Please reproduce the material below word for word, from the line with "Labeling guideline: look at the image above and mark any long" up to and including the line with "[275, 320, 295, 378]".

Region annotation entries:
--- Begin ---

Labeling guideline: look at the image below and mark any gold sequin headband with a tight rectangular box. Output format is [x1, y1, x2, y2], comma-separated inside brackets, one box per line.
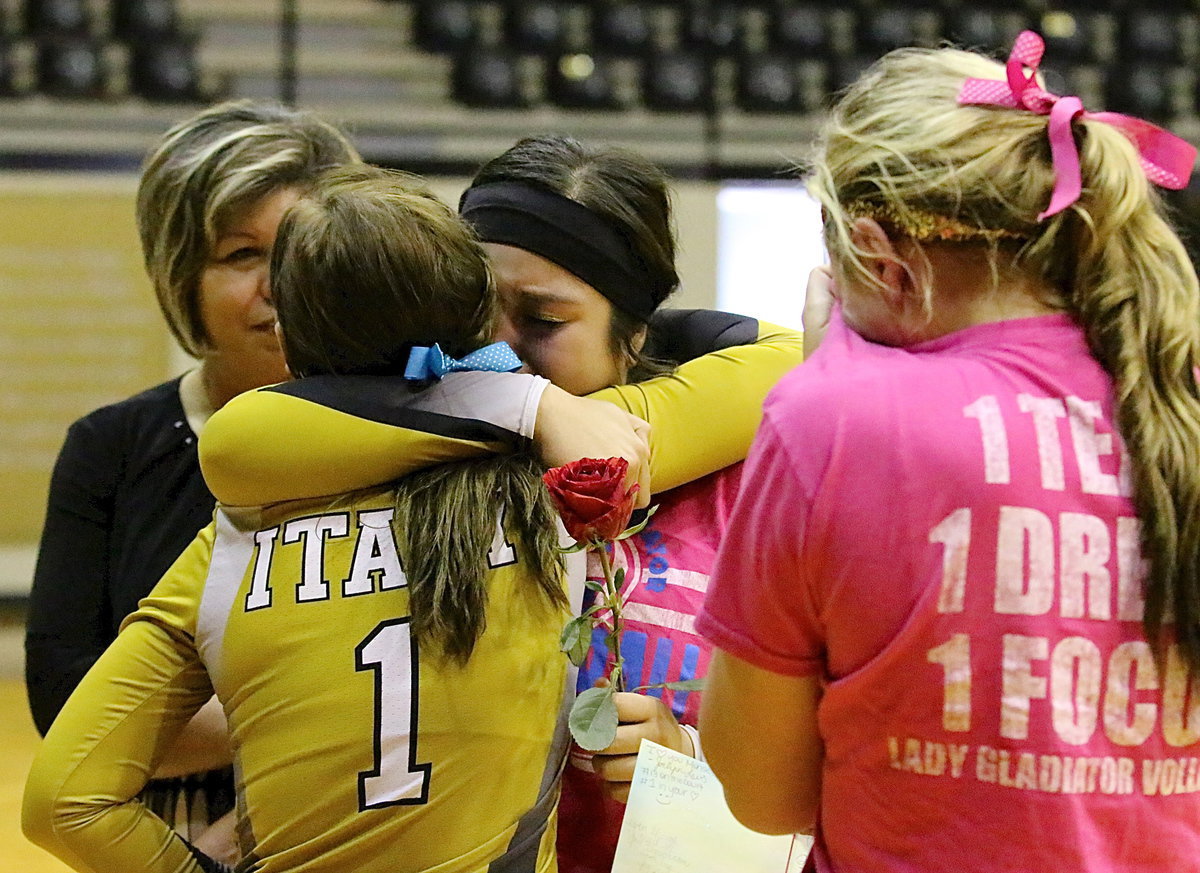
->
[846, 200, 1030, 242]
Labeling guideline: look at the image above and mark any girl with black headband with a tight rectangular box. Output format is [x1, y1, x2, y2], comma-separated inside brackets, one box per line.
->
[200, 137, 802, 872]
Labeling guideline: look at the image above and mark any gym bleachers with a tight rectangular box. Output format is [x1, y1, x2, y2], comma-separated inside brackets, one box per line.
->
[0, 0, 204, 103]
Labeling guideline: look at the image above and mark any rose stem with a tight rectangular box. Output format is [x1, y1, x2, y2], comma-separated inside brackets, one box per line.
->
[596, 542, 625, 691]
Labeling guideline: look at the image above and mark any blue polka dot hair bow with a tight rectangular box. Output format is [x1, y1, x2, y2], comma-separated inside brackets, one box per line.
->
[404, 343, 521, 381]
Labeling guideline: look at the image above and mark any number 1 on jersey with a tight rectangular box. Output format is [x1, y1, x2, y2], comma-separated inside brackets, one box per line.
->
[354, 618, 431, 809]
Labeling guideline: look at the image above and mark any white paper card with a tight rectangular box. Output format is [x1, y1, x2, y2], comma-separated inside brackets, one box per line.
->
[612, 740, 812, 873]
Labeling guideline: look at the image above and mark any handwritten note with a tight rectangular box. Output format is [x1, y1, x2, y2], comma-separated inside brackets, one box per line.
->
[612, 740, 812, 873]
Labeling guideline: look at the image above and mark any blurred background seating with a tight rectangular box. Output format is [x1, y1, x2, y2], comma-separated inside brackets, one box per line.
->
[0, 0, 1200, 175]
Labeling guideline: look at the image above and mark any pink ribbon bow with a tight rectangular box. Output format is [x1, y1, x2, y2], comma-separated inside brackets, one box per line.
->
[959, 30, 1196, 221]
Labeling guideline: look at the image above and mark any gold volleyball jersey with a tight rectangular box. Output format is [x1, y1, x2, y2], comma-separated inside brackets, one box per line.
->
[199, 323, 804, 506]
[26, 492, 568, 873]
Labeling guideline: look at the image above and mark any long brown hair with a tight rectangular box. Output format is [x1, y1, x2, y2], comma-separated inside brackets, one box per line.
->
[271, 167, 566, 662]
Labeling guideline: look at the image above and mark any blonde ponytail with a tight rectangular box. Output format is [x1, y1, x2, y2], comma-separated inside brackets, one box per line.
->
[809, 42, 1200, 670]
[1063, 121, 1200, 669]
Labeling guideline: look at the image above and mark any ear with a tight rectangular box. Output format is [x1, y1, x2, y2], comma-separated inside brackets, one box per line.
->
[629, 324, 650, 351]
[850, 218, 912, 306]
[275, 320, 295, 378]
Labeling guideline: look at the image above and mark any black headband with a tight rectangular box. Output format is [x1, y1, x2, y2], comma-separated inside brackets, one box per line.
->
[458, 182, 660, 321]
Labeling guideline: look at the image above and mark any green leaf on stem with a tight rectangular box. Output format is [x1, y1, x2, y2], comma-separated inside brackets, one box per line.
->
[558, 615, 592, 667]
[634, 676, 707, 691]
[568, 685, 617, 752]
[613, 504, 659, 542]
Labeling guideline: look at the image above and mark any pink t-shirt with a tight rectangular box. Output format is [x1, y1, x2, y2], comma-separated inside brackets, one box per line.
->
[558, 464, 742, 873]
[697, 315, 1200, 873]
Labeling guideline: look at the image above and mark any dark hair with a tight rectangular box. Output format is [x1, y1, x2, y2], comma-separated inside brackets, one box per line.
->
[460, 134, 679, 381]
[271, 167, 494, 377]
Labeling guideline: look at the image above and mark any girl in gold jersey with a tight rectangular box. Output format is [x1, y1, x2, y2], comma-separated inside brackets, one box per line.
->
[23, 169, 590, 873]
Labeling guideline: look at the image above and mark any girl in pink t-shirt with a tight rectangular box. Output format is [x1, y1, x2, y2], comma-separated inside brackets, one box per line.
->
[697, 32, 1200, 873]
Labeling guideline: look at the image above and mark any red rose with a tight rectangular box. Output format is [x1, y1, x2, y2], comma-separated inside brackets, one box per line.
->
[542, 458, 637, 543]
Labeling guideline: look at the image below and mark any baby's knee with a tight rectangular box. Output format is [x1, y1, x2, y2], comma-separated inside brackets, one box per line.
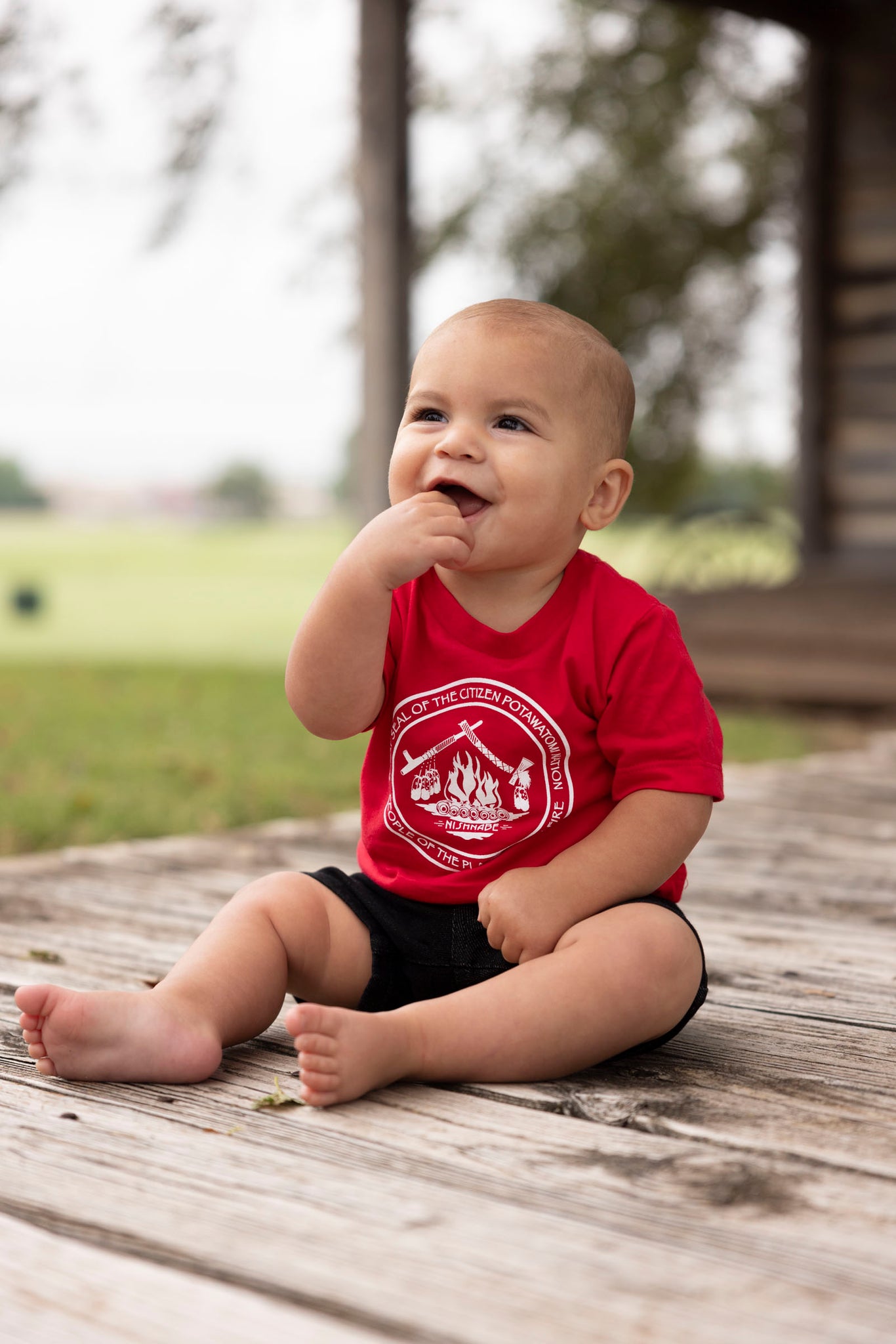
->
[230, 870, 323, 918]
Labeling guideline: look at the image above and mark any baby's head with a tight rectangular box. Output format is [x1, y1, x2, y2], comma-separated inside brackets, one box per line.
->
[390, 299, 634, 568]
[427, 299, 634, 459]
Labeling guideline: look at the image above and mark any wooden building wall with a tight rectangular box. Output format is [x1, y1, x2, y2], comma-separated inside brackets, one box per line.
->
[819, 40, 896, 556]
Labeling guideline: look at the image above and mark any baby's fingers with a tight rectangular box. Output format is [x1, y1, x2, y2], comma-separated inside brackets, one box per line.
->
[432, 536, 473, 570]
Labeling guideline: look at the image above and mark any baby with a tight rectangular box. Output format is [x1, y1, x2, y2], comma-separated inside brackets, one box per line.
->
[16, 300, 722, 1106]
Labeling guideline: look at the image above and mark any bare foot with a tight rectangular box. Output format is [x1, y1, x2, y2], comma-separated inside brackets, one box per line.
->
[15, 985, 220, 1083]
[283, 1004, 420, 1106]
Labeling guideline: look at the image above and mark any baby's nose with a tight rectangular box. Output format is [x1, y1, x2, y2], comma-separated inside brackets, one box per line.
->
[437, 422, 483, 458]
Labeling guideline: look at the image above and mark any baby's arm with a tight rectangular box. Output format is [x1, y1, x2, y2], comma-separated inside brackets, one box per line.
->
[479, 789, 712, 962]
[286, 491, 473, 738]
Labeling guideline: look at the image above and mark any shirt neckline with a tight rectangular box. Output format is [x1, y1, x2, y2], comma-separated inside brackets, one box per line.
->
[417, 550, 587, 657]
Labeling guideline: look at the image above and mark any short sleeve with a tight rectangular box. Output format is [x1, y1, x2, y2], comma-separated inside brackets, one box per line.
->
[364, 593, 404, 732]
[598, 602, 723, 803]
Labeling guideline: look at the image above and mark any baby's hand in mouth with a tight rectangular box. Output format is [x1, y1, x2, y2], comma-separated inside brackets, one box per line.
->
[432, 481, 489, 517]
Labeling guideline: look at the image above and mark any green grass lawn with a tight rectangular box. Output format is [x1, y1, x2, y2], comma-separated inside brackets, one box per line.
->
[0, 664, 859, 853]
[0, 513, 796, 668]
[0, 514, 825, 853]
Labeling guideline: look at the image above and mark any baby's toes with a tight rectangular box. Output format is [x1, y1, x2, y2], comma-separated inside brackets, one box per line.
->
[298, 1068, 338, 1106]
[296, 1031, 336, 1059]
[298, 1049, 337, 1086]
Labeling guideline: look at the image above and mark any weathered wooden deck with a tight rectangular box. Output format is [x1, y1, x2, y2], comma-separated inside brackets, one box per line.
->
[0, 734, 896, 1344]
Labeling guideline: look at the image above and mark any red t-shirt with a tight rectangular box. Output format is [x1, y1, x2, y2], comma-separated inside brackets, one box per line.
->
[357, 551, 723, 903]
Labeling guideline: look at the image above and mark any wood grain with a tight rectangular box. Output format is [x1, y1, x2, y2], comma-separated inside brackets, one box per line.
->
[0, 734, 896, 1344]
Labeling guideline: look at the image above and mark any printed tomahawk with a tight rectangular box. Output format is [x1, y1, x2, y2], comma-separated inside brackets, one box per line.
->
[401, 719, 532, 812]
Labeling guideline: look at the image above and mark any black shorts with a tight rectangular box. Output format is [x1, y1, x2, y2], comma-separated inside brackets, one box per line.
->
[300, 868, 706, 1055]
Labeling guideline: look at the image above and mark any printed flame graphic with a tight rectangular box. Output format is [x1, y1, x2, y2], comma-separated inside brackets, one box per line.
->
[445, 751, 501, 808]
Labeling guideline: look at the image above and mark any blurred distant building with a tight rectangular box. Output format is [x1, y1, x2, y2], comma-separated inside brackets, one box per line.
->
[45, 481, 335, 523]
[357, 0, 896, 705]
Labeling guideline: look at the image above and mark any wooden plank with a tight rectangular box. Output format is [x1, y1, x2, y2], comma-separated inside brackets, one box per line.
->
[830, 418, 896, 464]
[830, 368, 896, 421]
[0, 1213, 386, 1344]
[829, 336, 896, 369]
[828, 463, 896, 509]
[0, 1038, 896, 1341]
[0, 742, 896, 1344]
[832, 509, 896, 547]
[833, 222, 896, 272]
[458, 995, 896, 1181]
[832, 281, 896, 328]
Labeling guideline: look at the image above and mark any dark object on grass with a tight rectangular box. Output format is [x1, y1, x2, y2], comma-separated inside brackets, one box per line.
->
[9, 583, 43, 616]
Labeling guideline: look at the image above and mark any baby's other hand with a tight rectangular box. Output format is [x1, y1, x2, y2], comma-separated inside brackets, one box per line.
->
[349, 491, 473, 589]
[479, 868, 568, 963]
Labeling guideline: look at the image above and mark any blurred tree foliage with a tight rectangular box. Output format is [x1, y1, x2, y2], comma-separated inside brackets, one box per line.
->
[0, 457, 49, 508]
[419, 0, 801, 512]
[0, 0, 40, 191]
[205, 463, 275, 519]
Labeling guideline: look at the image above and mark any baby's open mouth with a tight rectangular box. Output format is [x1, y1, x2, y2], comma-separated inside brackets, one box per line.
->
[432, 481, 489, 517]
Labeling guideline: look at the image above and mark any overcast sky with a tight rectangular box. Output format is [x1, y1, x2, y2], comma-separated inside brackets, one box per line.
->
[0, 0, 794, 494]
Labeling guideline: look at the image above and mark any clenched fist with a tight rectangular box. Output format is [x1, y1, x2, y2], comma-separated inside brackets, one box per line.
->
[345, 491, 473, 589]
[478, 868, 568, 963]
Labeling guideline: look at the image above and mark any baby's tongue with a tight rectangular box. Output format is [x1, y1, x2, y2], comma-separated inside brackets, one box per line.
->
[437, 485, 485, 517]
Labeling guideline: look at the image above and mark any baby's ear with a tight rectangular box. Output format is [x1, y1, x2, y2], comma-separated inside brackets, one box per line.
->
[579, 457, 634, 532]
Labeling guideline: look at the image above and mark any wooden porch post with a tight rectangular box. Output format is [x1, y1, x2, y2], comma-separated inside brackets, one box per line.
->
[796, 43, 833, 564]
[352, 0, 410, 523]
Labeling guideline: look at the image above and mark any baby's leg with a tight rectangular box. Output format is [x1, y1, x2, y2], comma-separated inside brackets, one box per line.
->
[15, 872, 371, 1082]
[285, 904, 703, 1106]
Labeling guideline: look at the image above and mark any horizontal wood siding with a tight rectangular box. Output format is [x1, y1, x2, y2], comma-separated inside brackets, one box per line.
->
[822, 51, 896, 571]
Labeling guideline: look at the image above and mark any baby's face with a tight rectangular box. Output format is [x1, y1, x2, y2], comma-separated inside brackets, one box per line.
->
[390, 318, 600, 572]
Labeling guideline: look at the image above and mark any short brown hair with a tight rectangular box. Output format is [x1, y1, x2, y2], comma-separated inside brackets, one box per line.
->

--- End ---

§ **Written reply**:
Labeling guideline: look at the image above and mark any long brown hair with a tight rectangular box. Output format is [x1, y1, x2, y2], comma-separated inside brackets, one box per line.
->
[271, 167, 566, 662]
Labeling guideline: look at the image above and mark any blonde ponytail with a tight rectangular box. Output format is [x1, y1, x2, y2], comma-separated inside brackets, one box per line.
->
[809, 42, 1200, 670]
[1063, 121, 1200, 669]
Labeling guideline: look at the image above and mark any ear with a tight rectangular box. Output format is [x1, y1, x2, y2], comma-separated inside brackets, one box per line.
->
[629, 324, 650, 351]
[850, 218, 912, 306]
[275, 320, 295, 378]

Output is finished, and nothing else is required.